## DATA
*** Block opens ***

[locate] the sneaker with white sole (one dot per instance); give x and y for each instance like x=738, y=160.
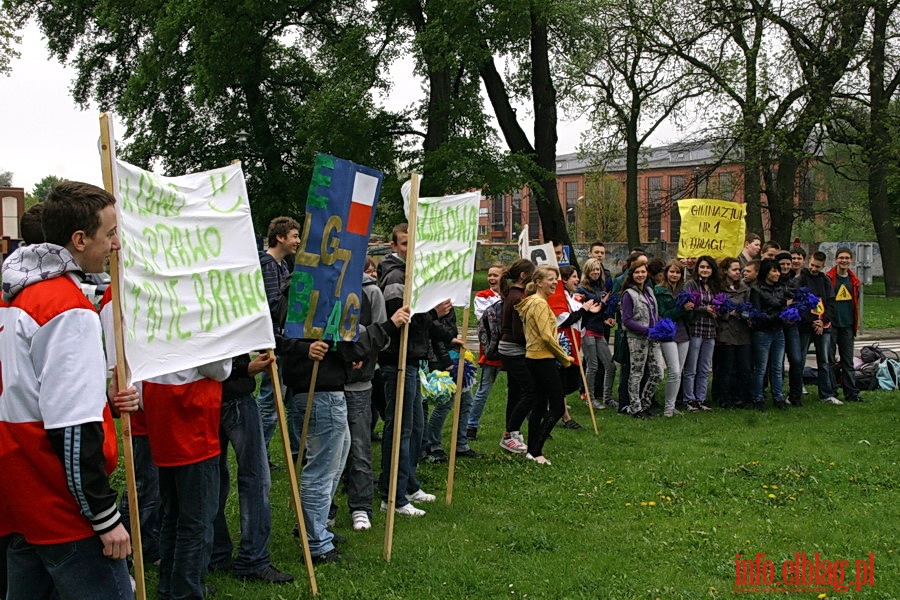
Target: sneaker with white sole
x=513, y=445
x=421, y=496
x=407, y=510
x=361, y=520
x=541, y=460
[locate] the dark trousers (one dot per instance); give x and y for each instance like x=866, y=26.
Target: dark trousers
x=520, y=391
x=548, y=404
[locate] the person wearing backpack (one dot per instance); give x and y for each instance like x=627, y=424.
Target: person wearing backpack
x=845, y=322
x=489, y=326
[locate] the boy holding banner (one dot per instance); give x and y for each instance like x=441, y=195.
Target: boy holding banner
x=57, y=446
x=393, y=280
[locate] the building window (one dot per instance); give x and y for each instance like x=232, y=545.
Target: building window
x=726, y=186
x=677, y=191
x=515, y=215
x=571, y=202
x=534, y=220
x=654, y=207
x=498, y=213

*** Block closes ***
*** Block opens ***

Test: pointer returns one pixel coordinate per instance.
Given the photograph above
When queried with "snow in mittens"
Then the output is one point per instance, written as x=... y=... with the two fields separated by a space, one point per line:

*** Block closes ***
*** Block opens ***

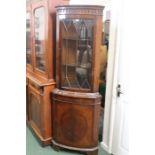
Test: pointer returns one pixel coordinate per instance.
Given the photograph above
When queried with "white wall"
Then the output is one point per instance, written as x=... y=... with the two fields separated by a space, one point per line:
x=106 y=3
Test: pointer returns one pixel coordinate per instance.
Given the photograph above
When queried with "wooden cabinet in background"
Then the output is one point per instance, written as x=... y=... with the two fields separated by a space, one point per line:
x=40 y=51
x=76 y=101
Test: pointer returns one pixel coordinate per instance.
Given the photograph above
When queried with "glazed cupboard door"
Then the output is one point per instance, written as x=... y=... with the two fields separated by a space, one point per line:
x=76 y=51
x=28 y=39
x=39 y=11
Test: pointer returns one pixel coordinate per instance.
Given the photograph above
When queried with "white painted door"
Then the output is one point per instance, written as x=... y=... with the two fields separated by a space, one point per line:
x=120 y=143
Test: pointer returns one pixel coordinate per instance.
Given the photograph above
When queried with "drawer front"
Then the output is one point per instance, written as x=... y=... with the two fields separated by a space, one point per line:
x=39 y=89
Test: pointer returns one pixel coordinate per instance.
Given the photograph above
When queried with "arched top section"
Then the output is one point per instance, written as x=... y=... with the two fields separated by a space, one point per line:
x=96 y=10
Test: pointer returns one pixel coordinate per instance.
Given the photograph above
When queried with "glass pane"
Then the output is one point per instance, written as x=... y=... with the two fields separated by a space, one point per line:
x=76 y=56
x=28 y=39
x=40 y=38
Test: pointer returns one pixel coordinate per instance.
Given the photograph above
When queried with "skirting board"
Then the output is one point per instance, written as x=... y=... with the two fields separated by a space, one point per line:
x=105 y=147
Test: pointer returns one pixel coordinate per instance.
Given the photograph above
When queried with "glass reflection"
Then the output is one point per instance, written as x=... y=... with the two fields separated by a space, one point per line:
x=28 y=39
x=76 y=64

*** Block closes ***

## TASK INSTRUCTIONS
For the word "door", count the lines of the listing above that hold it; the number alone is the answer.

## YOUR SOLUTION
2